To do → List every line in the data below that contains the string "front".

══════

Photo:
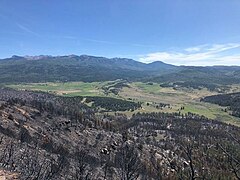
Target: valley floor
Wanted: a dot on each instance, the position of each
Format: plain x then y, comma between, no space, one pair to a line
152,96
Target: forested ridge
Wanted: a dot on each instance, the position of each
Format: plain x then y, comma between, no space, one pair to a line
230,101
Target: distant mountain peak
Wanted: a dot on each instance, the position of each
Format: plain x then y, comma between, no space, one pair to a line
37,57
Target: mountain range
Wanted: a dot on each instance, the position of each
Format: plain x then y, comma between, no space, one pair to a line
24,69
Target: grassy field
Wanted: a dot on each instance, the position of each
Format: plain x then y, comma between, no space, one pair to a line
149,94
65,89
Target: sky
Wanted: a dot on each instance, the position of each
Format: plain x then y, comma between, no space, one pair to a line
179,32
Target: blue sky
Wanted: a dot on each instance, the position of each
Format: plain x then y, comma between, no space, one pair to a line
181,32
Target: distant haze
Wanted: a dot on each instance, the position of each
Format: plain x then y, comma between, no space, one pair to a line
199,33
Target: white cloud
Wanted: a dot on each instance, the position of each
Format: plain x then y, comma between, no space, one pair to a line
27,30
203,55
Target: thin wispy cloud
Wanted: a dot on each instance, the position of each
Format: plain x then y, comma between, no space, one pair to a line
27,30
203,55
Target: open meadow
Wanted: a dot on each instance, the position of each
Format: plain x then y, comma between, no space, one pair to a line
152,96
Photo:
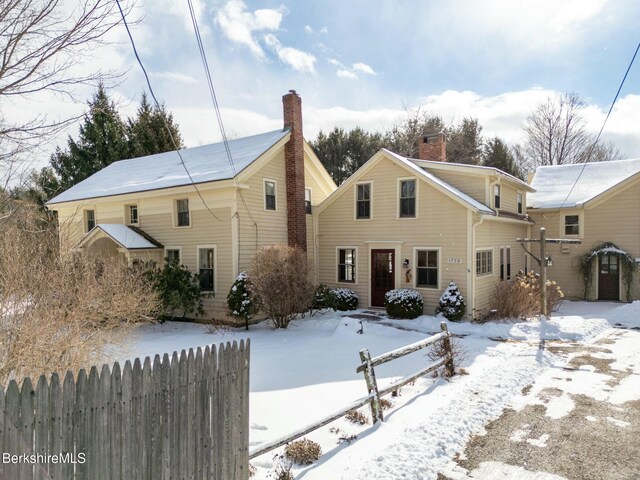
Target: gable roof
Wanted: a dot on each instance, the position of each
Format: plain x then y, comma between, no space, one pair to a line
409,165
206,163
554,183
473,169
127,237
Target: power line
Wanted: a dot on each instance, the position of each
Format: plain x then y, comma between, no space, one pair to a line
168,128
595,142
216,107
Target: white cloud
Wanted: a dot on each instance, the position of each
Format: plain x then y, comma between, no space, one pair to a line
364,68
342,73
297,59
239,25
174,76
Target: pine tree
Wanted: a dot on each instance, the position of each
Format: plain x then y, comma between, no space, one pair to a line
102,141
147,133
497,154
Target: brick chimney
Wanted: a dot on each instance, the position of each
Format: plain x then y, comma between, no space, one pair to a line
294,168
433,147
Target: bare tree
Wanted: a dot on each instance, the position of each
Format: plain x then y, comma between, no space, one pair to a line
556,135
42,43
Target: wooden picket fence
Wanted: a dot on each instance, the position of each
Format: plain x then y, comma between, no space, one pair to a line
184,417
373,397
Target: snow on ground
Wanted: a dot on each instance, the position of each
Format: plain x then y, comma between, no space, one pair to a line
304,373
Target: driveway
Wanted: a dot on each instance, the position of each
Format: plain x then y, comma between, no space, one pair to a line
580,420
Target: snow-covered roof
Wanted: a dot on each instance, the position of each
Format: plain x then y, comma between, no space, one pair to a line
125,236
207,163
411,163
554,183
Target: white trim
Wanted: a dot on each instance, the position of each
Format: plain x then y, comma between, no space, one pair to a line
580,215
306,188
355,200
355,265
127,214
493,260
415,267
399,181
174,202
215,265
264,194
173,247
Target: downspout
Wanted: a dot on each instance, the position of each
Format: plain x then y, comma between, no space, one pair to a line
471,277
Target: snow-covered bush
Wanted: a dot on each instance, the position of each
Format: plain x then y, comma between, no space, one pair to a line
281,276
303,452
241,300
342,299
452,304
403,303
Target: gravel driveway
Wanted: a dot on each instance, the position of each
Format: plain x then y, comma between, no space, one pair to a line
579,421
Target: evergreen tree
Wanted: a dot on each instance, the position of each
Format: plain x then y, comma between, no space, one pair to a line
147,133
497,154
102,141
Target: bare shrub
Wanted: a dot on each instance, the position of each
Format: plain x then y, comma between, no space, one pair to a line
356,416
281,278
458,355
303,452
60,313
520,297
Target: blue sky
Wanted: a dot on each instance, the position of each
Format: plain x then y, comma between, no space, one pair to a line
362,62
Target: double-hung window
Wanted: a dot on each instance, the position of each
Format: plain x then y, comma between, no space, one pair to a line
363,201
182,212
269,195
347,265
484,262
206,268
572,224
505,263
407,198
307,201
89,219
519,198
427,269
132,214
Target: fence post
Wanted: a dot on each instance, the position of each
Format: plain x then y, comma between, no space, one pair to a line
372,386
447,348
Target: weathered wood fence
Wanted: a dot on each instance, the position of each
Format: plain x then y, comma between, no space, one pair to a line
184,417
374,395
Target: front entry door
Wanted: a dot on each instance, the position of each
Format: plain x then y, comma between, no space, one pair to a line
382,276
609,278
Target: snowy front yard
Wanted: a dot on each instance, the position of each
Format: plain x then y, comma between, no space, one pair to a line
301,374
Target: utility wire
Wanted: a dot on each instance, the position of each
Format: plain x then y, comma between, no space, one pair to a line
595,142
216,107
168,128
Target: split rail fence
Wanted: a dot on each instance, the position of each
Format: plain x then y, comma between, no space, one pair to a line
373,397
184,417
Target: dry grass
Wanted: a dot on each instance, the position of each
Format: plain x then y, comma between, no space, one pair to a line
281,278
59,313
303,452
356,416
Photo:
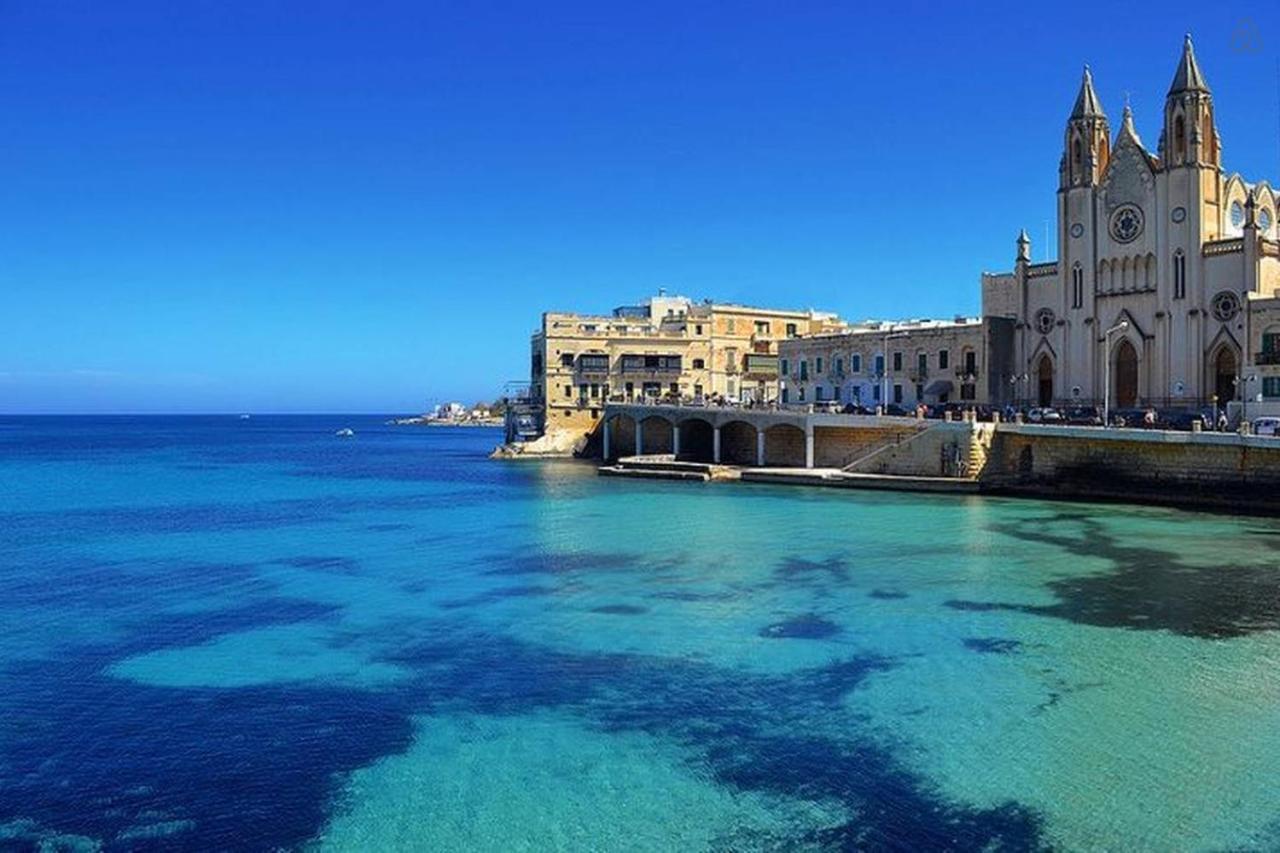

══════

Task response →
Target: front entry door
Target: snowy front yard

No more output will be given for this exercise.